▶ _WHAT NEEDS TO BE DONE_
Nothing in the entries below may be altered; print them as they stand.

════════

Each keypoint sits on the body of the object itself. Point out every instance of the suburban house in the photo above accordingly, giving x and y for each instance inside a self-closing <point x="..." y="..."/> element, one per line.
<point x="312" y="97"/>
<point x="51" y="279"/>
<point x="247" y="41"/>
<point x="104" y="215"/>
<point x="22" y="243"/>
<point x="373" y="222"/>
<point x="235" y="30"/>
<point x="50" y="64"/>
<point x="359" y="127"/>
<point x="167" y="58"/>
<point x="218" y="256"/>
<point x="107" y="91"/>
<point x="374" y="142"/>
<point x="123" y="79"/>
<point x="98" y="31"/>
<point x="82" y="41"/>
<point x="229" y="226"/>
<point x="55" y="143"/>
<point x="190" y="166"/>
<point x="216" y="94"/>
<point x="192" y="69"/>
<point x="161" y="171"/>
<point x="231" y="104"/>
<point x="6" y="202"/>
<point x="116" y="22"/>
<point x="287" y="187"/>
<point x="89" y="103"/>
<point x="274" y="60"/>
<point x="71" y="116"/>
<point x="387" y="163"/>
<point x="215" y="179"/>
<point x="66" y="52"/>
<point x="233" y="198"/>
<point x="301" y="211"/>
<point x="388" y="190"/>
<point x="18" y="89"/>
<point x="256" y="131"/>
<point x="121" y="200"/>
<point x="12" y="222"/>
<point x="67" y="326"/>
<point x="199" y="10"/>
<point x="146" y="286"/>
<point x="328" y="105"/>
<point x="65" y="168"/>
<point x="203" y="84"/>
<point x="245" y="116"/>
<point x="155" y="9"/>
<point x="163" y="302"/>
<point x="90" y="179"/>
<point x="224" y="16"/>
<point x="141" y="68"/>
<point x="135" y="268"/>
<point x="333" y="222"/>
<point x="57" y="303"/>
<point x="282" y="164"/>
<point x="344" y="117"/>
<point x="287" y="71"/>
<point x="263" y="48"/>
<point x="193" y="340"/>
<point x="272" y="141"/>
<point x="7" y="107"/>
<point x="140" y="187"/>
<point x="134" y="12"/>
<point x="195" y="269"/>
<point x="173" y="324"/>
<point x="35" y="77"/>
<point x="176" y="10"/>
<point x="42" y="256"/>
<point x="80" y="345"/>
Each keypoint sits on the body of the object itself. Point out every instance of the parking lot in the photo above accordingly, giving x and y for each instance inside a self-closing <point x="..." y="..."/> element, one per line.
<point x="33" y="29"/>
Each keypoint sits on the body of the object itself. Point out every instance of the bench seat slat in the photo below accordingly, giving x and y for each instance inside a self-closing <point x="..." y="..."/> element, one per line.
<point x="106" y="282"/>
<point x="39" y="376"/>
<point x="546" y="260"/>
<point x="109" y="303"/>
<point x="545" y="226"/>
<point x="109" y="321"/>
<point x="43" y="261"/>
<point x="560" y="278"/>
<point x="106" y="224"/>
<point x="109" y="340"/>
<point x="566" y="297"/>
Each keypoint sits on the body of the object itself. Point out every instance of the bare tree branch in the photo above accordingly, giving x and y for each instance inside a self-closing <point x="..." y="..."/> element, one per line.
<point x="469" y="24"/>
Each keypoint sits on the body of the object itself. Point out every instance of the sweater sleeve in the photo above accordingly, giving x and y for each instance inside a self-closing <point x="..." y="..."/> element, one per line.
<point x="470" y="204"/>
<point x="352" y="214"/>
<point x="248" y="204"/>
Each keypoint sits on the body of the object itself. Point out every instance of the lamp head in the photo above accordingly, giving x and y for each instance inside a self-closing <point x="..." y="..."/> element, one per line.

════════

▶ _TASK SOLUTION_
Each keypoint sits on the body of the object itself. Point out every instance of the suburban house in the photo above accordingly, giving x and y for each instance inside a self-closing <point x="..." y="..."/> element, one per line.
<point x="312" y="97"/>
<point x="51" y="279"/>
<point x="247" y="41"/>
<point x="104" y="215"/>
<point x="22" y="243"/>
<point x="373" y="222"/>
<point x="235" y="30"/>
<point x="50" y="64"/>
<point x="359" y="127"/>
<point x="167" y="58"/>
<point x="218" y="256"/>
<point x="107" y="91"/>
<point x="374" y="142"/>
<point x="123" y="79"/>
<point x="98" y="31"/>
<point x="82" y="41"/>
<point x="229" y="226"/>
<point x="55" y="143"/>
<point x="190" y="166"/>
<point x="216" y="94"/>
<point x="192" y="69"/>
<point x="161" y="171"/>
<point x="231" y="104"/>
<point x="6" y="202"/>
<point x="116" y="22"/>
<point x="287" y="187"/>
<point x="89" y="103"/>
<point x="274" y="60"/>
<point x="71" y="116"/>
<point x="387" y="163"/>
<point x="215" y="179"/>
<point x="66" y="52"/>
<point x="233" y="198"/>
<point x="301" y="211"/>
<point x="388" y="190"/>
<point x="18" y="89"/>
<point x="256" y="131"/>
<point x="121" y="200"/>
<point x="12" y="222"/>
<point x="67" y="326"/>
<point x="199" y="10"/>
<point x="146" y="286"/>
<point x="328" y="105"/>
<point x="65" y="168"/>
<point x="203" y="84"/>
<point x="245" y="116"/>
<point x="155" y="9"/>
<point x="163" y="302"/>
<point x="90" y="179"/>
<point x="224" y="16"/>
<point x="141" y="68"/>
<point x="135" y="268"/>
<point x="333" y="222"/>
<point x="57" y="303"/>
<point x="282" y="164"/>
<point x="344" y="117"/>
<point x="287" y="71"/>
<point x="263" y="48"/>
<point x="193" y="340"/>
<point x="272" y="141"/>
<point x="7" y="107"/>
<point x="140" y="187"/>
<point x="134" y="12"/>
<point x="195" y="269"/>
<point x="173" y="324"/>
<point x="35" y="77"/>
<point x="176" y="10"/>
<point x="42" y="256"/>
<point x="80" y="345"/>
Each keypoint sits on the body of the object itself. Point out every instance of the parking lot in the photo above accordingly, giving x and y for each instance inside a self-closing <point x="..." y="..."/> element, one per line.
<point x="33" y="29"/>
Each keypoint sits on the body of the object itself. Point out every instance of the bench seat slat in the photo below accordingly, giving x and y for each instance inside a self-closing <point x="..." y="..."/> element, one per line.
<point x="106" y="282"/>
<point x="39" y="376"/>
<point x="546" y="260"/>
<point x="109" y="303"/>
<point x="545" y="226"/>
<point x="109" y="321"/>
<point x="43" y="261"/>
<point x="560" y="278"/>
<point x="106" y="224"/>
<point x="109" y="340"/>
<point x="566" y="297"/>
Each keypoint sits on the body of the object itself. Point out every instance of the bare tree branch in the photo above accordingly, giving x and y for each instance inside a self-closing <point x="..." y="..."/> element, one per line.
<point x="469" y="24"/>
Each keypoint sits on the body of the object itself. Point out every instance of the sweater sleeve in the photo above accordingly, giving x and y for each instance inside a self-closing <point x="..." y="..."/> element, one per line.
<point x="470" y="204"/>
<point x="352" y="214"/>
<point x="248" y="204"/>
Each keypoint sits on the body of the object itself. Point out every instance of the lamp head in the photo above accordingly, giving x and y for each instance inside a self-closing <point x="..." y="..."/> element, one per line.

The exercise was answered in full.